▸ **Raw records**
☆ ☆ ☆ ☆ ☆
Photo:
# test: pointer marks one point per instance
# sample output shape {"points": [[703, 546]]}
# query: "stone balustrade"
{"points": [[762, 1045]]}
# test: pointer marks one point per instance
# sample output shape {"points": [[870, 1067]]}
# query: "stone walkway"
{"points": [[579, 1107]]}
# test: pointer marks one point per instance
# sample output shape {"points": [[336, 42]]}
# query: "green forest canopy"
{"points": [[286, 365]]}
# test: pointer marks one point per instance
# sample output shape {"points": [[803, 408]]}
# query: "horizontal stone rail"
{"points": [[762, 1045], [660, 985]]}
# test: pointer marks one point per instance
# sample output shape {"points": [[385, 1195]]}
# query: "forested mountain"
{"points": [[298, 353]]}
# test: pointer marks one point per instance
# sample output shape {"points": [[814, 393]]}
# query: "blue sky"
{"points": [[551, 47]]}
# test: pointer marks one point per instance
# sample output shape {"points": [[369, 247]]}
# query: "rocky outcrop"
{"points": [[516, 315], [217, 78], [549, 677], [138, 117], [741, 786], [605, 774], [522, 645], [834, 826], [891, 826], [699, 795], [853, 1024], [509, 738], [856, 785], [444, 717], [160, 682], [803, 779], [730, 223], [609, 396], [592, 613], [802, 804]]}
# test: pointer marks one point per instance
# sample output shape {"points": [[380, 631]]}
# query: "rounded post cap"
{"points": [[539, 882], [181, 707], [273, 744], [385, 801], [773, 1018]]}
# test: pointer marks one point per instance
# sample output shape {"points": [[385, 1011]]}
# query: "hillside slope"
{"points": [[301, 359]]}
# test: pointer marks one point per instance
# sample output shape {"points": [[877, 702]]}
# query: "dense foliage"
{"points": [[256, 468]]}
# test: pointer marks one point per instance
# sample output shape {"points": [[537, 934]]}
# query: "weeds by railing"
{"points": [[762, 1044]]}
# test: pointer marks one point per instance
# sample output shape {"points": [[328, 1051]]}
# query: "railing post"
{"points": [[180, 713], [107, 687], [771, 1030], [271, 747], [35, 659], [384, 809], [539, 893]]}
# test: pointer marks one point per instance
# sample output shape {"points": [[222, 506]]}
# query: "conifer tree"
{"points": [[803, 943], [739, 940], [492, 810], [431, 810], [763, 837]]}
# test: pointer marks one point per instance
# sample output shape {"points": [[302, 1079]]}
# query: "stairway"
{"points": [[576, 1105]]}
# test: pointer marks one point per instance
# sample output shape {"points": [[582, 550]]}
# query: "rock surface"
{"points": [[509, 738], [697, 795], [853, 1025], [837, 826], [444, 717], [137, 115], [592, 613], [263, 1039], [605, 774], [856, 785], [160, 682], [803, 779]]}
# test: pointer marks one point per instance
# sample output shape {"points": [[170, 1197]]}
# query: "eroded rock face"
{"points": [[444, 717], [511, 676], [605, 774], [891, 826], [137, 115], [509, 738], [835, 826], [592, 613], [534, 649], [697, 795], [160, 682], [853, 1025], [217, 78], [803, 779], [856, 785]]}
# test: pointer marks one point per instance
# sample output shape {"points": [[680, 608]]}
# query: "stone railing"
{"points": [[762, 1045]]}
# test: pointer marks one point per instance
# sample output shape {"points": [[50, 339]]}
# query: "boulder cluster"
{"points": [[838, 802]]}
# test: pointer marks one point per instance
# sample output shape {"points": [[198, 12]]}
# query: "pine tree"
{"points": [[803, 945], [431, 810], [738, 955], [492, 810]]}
☆ ☆ ☆ ☆ ☆
▸ **What is needed**
Please quote the records above exactly, without skipping a line.

▸ **Task result**
Photo:
# test: pointer marks one point per instance
# sample output shape {"points": [[703, 546]]}
# query: "stone balustrade"
{"points": [[762, 1045]]}
# test: pointer marks one point per instance
# sample output shape {"points": [[870, 1067]]}
# query: "stone walkway"
{"points": [[579, 1107]]}
# test: pointer marks one point per instance
# sample output shape {"points": [[336, 42]]}
# query: "green forest canopy"
{"points": [[286, 365]]}
# test: pointer marks one point per instance
# sample output shape {"points": [[803, 408]]}
# query: "horizontal stone rail"
{"points": [[762, 1045], [660, 985]]}
# test: pointer marks one point per instance
# sample output shape {"points": [[385, 1195]]}
# query: "forested mountain"
{"points": [[298, 353]]}
# test: pointer marks one point per instance
# sample output shape {"points": [[814, 393]]}
# query: "blue sky"
{"points": [[551, 47]]}
# test: pointer marks one point per instance
# sample output shape {"points": [[369, 247]]}
# query: "rocky outcrop"
{"points": [[516, 315], [217, 78], [549, 677], [138, 117], [741, 786], [605, 774], [522, 645], [834, 826], [891, 826], [699, 795], [853, 1024], [509, 738], [856, 785], [444, 717], [160, 682], [803, 779], [730, 223], [609, 396], [592, 613], [802, 804]]}
# test: pointer marks one point per instance
# sample output shape {"points": [[380, 631]]}
# query: "rounded post cap"
{"points": [[539, 882], [181, 707], [273, 744], [385, 801], [773, 1018]]}
# test: pointer marks one point per instance
# sample output shape {"points": [[385, 1011]]}
# query: "hillside slope"
{"points": [[301, 359]]}
# test: pointer marks one point per instance
# sample output shape {"points": [[877, 702]]}
# query: "dense foliage"
{"points": [[256, 468]]}
# test: pointer marks one point per instance
# sample output shape {"points": [[537, 934]]}
# query: "weeds by railing"
{"points": [[762, 1044]]}
# test: pointer marks one point per instance
# sample output shape {"points": [[328, 1051]]}
# query: "railing post"
{"points": [[180, 713], [107, 687], [771, 1030], [271, 747], [35, 659], [384, 809], [539, 893]]}
# test: pointer marks one point per instance
# sample output shape {"points": [[222, 506]]}
# query: "conifer tree"
{"points": [[803, 943], [739, 940], [492, 810], [431, 810], [763, 837]]}
# test: pointer marks one point per instance
# sample output shape {"points": [[302, 1079]]}
# query: "stairway"
{"points": [[576, 1105]]}
# test: pointer marks one point per instance
# sample output shape {"points": [[582, 550]]}
# query: "rock surface"
{"points": [[509, 738], [697, 795], [853, 1025], [837, 826], [444, 717], [137, 115], [592, 613], [263, 1039], [605, 774], [856, 785], [160, 682], [803, 779]]}
# test: pointer marks one point per instance
# sample output shape {"points": [[170, 1197]]}
# query: "eroded rock face"
{"points": [[444, 717], [511, 676], [605, 774], [891, 826], [137, 115], [509, 738], [835, 826], [592, 613], [534, 649], [697, 795], [160, 682], [853, 1025], [217, 78], [803, 779], [856, 785]]}
# test: pointer marks one point per instance
# sample output shape {"points": [[680, 608]]}
# query: "stone railing"
{"points": [[762, 1045]]}
# test: pointer marks one point per instance
# sample output shape {"points": [[50, 339]]}
# query: "boulder cluster"
{"points": [[838, 802]]}
# test: pointer marks one point per instance
# sample output shape {"points": [[198, 12]]}
# query: "pine tree"
{"points": [[803, 945], [431, 810], [738, 955], [492, 810]]}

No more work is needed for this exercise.